◆ GIVEN DATA
------------------------------------

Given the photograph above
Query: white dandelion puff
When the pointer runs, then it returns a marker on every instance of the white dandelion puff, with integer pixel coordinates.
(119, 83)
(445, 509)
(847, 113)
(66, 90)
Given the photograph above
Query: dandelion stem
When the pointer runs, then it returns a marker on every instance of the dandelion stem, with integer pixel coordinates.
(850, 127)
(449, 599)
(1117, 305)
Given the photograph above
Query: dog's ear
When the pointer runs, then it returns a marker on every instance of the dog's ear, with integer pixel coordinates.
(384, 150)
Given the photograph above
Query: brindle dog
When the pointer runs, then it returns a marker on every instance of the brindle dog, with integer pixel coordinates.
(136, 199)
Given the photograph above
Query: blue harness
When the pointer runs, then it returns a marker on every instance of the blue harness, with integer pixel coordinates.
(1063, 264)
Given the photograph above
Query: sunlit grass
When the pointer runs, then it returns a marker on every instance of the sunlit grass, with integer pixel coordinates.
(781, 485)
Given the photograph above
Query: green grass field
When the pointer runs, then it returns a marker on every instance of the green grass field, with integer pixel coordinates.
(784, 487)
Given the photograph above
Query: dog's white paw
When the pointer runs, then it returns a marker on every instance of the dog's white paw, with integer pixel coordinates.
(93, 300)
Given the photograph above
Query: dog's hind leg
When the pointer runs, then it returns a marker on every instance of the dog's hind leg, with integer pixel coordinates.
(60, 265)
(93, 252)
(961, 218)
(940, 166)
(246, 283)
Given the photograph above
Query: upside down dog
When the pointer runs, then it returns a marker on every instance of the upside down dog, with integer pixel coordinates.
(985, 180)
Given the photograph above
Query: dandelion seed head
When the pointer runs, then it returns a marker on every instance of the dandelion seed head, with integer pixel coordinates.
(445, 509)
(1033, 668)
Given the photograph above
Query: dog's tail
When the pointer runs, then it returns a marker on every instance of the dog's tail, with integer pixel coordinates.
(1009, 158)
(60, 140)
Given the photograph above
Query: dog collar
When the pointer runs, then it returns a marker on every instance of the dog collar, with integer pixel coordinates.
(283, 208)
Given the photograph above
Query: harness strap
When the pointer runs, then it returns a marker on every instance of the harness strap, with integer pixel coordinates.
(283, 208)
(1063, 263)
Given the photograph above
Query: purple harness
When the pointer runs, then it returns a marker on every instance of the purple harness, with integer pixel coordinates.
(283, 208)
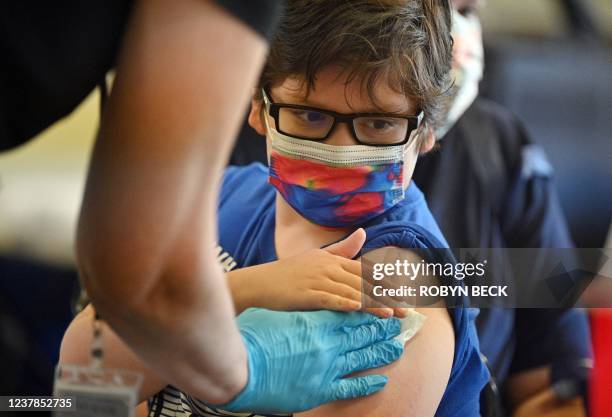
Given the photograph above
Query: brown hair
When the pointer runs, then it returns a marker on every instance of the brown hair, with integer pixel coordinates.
(407, 41)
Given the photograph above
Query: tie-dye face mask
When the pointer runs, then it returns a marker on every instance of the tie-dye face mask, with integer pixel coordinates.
(339, 186)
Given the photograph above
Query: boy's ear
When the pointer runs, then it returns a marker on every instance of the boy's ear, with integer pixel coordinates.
(429, 141)
(256, 117)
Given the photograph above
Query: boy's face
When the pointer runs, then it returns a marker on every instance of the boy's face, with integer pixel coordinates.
(332, 92)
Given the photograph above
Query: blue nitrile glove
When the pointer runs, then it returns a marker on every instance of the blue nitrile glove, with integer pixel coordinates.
(297, 360)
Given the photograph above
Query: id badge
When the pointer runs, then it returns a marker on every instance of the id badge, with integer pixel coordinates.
(97, 392)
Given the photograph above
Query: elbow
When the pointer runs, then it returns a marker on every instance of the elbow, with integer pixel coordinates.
(112, 278)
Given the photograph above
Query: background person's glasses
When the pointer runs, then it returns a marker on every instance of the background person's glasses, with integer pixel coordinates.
(309, 123)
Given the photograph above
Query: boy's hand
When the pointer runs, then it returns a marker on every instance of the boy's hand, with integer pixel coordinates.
(318, 279)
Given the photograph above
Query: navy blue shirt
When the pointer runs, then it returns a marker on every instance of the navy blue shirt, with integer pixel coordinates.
(513, 204)
(246, 233)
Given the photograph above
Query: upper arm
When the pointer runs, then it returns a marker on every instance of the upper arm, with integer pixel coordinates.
(76, 349)
(183, 81)
(416, 382)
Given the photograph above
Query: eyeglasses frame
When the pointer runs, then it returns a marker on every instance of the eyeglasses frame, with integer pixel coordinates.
(273, 109)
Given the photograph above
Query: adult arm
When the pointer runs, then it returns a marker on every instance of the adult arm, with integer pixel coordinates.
(147, 224)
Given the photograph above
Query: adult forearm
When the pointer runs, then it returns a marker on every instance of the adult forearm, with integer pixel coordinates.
(147, 225)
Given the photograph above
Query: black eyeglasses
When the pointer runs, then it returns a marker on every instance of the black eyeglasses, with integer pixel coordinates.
(372, 129)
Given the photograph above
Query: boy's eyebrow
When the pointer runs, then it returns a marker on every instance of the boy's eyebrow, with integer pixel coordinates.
(301, 100)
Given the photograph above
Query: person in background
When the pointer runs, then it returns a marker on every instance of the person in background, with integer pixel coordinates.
(489, 185)
(343, 124)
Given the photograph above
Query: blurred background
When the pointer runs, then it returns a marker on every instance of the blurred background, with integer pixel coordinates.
(549, 61)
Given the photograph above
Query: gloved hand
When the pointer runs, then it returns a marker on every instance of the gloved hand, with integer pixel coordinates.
(297, 360)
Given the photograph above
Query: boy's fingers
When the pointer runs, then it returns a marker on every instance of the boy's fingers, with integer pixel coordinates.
(346, 278)
(339, 288)
(327, 301)
(351, 266)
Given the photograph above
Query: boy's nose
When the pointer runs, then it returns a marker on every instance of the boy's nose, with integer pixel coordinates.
(341, 136)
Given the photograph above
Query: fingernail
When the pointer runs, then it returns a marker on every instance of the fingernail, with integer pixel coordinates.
(393, 326)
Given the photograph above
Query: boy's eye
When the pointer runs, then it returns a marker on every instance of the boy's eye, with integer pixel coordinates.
(379, 124)
(309, 116)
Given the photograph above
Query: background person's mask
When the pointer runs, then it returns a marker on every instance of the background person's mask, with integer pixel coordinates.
(468, 67)
(339, 186)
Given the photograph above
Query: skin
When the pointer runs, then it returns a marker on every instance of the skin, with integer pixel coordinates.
(164, 140)
(415, 387)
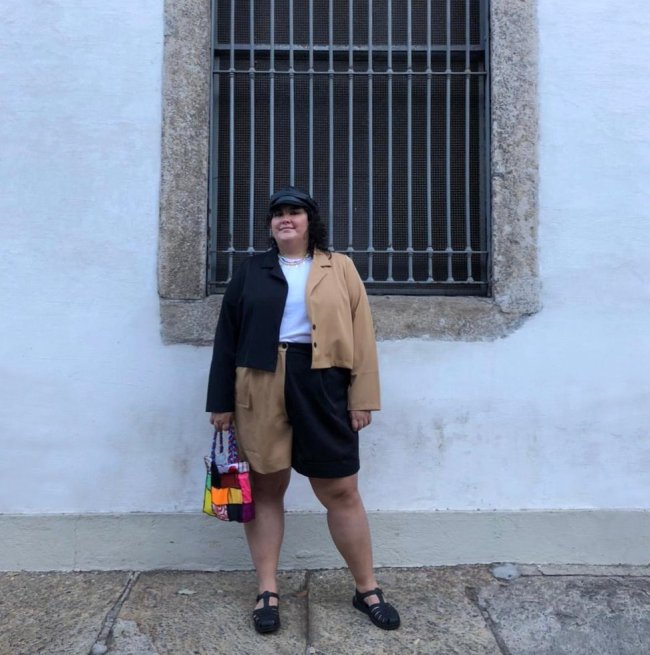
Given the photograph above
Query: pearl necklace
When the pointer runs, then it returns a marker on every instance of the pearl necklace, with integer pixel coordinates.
(285, 261)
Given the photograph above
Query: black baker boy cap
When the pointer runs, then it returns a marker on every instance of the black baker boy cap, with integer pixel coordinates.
(291, 195)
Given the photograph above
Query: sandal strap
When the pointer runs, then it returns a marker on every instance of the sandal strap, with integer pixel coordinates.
(265, 595)
(373, 592)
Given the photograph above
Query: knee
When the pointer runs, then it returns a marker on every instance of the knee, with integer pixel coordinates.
(339, 496)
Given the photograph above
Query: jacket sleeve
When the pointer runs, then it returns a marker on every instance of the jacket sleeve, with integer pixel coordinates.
(364, 391)
(221, 382)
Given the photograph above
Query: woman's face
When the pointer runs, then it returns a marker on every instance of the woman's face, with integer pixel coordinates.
(290, 226)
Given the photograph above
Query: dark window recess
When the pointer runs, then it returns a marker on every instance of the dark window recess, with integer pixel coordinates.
(381, 115)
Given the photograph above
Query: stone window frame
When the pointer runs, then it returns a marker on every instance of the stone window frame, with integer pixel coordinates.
(188, 314)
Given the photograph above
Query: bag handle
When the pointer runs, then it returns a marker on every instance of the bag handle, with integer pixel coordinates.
(233, 451)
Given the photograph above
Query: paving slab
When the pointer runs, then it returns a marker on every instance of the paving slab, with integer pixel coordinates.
(591, 615)
(55, 613)
(589, 569)
(200, 613)
(438, 615)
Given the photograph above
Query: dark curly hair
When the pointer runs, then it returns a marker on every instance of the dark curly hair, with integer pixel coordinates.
(317, 231)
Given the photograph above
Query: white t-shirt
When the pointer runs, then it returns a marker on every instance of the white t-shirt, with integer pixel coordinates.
(295, 326)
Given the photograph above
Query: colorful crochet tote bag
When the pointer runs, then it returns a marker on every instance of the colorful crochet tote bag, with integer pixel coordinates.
(227, 492)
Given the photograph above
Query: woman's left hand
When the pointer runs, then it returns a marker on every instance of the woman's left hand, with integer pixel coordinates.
(360, 418)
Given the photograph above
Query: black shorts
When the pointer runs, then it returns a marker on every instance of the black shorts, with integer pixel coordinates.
(316, 401)
(296, 417)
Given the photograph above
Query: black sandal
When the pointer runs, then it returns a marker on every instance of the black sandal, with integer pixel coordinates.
(267, 618)
(382, 614)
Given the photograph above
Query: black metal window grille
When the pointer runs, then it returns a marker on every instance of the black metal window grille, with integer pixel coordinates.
(380, 110)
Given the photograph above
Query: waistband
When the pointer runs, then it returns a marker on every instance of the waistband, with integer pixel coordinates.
(295, 347)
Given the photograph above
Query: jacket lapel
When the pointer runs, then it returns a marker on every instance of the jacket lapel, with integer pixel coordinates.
(321, 266)
(272, 264)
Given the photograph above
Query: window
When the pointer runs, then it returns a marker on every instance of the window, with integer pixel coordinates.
(188, 313)
(379, 109)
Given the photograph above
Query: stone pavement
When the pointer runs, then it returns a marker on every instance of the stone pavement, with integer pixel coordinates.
(462, 610)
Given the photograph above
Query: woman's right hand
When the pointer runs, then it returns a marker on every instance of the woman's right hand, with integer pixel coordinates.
(222, 420)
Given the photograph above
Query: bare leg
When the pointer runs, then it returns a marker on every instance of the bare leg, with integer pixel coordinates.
(348, 525)
(264, 534)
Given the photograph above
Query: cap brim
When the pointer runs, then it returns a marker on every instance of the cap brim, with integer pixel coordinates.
(288, 200)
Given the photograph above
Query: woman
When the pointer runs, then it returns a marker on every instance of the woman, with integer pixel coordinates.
(295, 367)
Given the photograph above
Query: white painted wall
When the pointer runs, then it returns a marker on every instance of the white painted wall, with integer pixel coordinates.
(96, 415)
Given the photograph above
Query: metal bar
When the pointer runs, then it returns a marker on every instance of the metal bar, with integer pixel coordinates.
(292, 117)
(429, 154)
(370, 150)
(231, 153)
(311, 97)
(485, 146)
(468, 225)
(448, 145)
(330, 123)
(214, 158)
(350, 126)
(413, 73)
(272, 100)
(416, 251)
(343, 49)
(251, 132)
(390, 249)
(409, 143)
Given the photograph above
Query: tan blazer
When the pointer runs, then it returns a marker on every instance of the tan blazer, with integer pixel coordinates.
(342, 329)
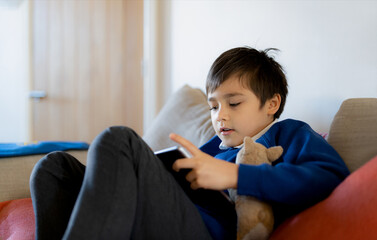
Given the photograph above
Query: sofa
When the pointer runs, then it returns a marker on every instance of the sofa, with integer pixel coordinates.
(349, 212)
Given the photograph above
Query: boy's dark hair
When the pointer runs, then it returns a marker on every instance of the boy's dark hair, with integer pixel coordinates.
(258, 71)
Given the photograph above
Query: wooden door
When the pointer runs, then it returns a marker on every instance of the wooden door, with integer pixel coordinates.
(86, 57)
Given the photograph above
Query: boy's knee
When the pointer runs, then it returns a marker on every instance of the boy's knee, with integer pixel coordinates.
(47, 164)
(117, 133)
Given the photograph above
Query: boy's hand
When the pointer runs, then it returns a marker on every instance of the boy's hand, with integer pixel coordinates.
(207, 171)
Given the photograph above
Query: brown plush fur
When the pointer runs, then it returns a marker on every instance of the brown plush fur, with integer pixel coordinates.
(255, 218)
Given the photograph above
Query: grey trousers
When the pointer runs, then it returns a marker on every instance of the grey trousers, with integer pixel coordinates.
(124, 192)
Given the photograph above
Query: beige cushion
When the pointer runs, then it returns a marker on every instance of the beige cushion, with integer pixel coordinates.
(15, 173)
(353, 132)
(186, 113)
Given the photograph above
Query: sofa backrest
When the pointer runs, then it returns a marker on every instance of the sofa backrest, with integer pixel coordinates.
(353, 132)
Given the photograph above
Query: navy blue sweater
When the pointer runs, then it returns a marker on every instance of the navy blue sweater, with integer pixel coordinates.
(306, 173)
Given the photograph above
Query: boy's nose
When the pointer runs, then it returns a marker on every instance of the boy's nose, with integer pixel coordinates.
(222, 115)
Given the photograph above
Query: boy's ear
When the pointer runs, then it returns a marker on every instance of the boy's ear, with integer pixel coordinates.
(274, 104)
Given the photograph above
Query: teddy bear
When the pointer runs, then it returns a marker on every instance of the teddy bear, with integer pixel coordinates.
(255, 218)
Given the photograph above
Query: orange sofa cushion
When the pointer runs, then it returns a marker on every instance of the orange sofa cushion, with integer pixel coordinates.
(17, 220)
(348, 213)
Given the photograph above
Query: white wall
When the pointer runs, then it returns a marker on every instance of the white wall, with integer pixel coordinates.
(14, 71)
(328, 48)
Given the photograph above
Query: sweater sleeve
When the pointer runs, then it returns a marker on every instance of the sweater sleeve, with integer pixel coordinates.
(307, 172)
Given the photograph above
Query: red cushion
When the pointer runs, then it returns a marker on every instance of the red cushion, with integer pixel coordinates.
(17, 219)
(350, 212)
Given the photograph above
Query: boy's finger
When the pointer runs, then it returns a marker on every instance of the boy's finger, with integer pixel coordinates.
(183, 163)
(185, 143)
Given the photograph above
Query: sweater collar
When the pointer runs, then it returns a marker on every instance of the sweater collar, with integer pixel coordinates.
(254, 138)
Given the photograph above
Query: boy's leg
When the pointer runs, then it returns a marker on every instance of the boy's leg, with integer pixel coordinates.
(55, 184)
(127, 193)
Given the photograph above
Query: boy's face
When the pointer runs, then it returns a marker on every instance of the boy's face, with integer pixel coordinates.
(236, 112)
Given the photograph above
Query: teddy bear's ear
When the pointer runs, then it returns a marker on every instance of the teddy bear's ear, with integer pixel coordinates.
(273, 153)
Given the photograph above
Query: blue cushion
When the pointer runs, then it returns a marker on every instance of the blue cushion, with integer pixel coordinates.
(22, 149)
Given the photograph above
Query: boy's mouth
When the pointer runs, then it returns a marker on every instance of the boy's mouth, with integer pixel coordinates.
(226, 131)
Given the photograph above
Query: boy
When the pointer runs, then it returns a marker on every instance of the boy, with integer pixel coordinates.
(125, 191)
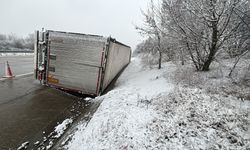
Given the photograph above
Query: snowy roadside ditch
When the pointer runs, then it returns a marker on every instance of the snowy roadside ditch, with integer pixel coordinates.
(121, 120)
(146, 110)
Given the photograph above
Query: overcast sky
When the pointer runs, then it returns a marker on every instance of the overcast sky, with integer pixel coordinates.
(102, 17)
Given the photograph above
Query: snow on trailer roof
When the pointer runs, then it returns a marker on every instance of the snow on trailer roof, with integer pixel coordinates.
(75, 33)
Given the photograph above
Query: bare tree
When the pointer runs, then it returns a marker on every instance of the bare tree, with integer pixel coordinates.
(152, 29)
(202, 27)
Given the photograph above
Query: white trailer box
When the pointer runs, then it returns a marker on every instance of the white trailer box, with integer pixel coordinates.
(78, 62)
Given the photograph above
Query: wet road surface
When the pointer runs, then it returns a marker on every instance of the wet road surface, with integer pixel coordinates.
(19, 64)
(28, 108)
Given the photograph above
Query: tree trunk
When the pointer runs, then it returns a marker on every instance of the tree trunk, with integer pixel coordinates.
(160, 57)
(213, 48)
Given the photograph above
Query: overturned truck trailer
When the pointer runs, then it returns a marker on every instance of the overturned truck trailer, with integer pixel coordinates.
(78, 62)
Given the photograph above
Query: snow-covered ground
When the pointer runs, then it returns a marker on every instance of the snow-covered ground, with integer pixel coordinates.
(16, 54)
(148, 110)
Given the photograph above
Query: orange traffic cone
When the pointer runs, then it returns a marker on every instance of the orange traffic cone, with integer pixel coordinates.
(8, 72)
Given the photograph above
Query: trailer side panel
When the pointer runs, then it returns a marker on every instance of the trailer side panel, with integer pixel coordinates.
(118, 58)
(74, 61)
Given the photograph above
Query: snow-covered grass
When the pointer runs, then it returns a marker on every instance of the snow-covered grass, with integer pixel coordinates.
(148, 109)
(16, 54)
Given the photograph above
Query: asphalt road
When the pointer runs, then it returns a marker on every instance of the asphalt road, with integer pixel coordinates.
(19, 64)
(30, 111)
(27, 109)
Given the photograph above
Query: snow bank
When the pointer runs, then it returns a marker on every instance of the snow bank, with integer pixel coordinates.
(148, 110)
(192, 119)
(16, 54)
(122, 119)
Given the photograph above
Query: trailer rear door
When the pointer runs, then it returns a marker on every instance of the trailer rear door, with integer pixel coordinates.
(74, 61)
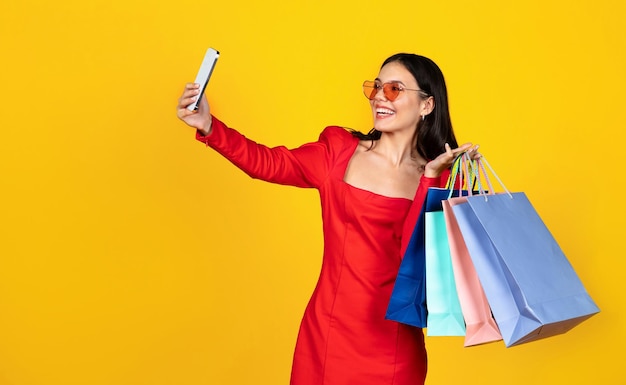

------------------------------------

◆ STATED GOAL
Count the lines in the data above that contain the string "covered", matching case exactly, and reply with that number alone.

◆ EXPECTED ANSWER
4